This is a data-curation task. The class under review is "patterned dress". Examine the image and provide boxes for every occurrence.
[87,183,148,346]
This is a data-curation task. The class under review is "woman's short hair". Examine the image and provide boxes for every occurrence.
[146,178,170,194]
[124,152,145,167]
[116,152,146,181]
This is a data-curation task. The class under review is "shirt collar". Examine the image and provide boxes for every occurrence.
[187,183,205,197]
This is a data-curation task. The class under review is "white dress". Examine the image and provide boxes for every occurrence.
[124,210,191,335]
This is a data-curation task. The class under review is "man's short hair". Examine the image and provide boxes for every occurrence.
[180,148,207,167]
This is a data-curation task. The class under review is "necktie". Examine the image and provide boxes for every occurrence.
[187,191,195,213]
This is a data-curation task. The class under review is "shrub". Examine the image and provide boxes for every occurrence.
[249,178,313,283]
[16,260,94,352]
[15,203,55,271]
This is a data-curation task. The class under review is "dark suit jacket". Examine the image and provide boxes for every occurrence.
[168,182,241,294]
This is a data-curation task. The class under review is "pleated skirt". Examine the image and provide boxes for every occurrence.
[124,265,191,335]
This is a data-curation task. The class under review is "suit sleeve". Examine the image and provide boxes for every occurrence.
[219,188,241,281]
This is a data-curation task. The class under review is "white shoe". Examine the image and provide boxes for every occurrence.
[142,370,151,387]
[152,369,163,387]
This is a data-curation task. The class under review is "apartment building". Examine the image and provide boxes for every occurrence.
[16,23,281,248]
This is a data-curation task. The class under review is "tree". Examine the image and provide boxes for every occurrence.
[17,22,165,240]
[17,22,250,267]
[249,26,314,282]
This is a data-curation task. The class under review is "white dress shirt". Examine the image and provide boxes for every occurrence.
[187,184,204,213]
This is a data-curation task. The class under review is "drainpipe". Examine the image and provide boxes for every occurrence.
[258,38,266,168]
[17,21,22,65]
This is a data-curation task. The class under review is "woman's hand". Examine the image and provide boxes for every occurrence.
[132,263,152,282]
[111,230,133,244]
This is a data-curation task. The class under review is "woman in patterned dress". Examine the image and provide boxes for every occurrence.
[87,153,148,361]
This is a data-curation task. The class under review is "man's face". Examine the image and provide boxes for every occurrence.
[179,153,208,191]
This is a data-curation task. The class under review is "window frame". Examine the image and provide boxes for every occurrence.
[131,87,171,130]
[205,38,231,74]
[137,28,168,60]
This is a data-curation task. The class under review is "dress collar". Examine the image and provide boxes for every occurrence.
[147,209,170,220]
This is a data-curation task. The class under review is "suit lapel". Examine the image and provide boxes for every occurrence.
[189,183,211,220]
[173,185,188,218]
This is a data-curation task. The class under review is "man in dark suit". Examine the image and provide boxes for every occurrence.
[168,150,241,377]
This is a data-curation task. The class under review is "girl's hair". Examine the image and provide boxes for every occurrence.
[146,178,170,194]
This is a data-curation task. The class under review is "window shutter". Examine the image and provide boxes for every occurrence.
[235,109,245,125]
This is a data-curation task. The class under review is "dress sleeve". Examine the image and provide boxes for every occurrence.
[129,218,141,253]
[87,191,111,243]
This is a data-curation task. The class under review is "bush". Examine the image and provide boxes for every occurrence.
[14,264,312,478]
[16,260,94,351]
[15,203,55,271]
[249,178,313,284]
━━━━━━━━━━
§ Task to carry out
Copy every record exactly as presented.

§ Task response
This is a data-curation task. The class under review is "patterned dress". Examine the image and provide boxes for every occurrence.
[87,183,148,346]
This is a data-curation task. The class under review is "woman's short hair". Examine the image and provide boxes for every occurrence.
[146,178,170,194]
[124,152,145,167]
[116,152,146,181]
This is a data-curation task. The class under review is "shirt collar". Examine the image and provide boxes for every occurrence.
[187,183,205,197]
This is a data-curation task. The class under review is "white dress". Examine the image and provide boxes for every occurrence.
[124,210,191,335]
This is a data-curation task. The class under review is "man's short hair". Examine the image and provide boxes for every occurrence.
[180,148,207,167]
This is a data-curation task. The class under review is "necktie". Examine the image and provide boxes for every occurrence.
[187,191,195,213]
This is a data-curation task. The class under review is "shrub". Examine the image and provide boxes for every occurrence.
[249,178,313,283]
[16,260,94,352]
[15,203,55,271]
This is a data-curation task. The class under review is "dark suit jacket". Examine the image and provide boxes for every occurrence.
[168,182,241,294]
This is a data-curation task. The class under review is "pleated skirt". Examine the image and provide boxes for every occurrence.
[124,265,191,335]
This is a data-curation task. The class under review is "suit sleeve". Examine the image and provide boxes for every occurrence.
[219,188,241,281]
This is a data-curation task. The class under review is "white shoe". Examine the image and provide boxes for every occurrence.
[142,370,151,387]
[152,369,163,387]
This is a data-curation task. The class under review is "apartment building". Examine the image and provide boxes for every occurrence.
[16,23,281,248]
This is a data-curation task. The class under review is "tree". Examine the image and provide boxes for every occurrence.
[17,22,165,240]
[17,22,250,267]
[249,26,314,282]
This is a data-curation task. The class under review is "white dress shirt". Examine the image and provide boxes for every occurrence.
[187,184,204,213]
This is a data-curation task. The class under review is "drainpipe". Examine the image and provide boxes for every occurrence.
[258,38,266,168]
[17,21,22,65]
This is a data-curation task. The class under review is "woman's hand". Examine the image and provide boxes for every occurrence.
[132,263,152,282]
[111,230,133,244]
This is a data-curation task. The class under review is "woman in patterned dress". Examine the image and provide boxes for every occurrence.
[87,153,148,361]
This is a data-curation task. The class under review is "man's face". Examine the image and provide boxes for every occurrence.
[179,153,208,191]
This is a data-curation task. The class under review is "window frame". Examine the image and provide boxes for every occurrence.
[131,87,171,130]
[205,38,231,74]
[137,28,168,60]
This is a data-curation task. The class under review is "dress collar". Examine the image and provide boxes for every occurrence.
[147,209,170,220]
This is a data-curation task. The class under review is "suit lapel". Examine the image and provide boxes for every occurrence.
[189,183,211,220]
[173,185,188,218]
This is a data-curation task. The class under review is "man in dark suit". Examine the image and provide boxes for every occurrence.
[168,150,241,377]
This is a data-curation task. The class under review is "girl's hair". Examine the image and provide boxes for every occurrence.
[146,178,170,194]
This is a data-curation task. The class under review is "window shutter". Examine the image and provide boxes for every occurrence.
[235,109,245,125]
This is a data-curation task. The class under review is "dress sleeve". Examine the image and provide boxes for every occurrence.
[129,218,141,253]
[87,191,111,243]
This is a data-curation task. The class under review is "bush". Examine the image and provide boxes for every occurrence.
[14,264,312,478]
[16,260,94,351]
[15,203,55,271]
[249,178,313,284]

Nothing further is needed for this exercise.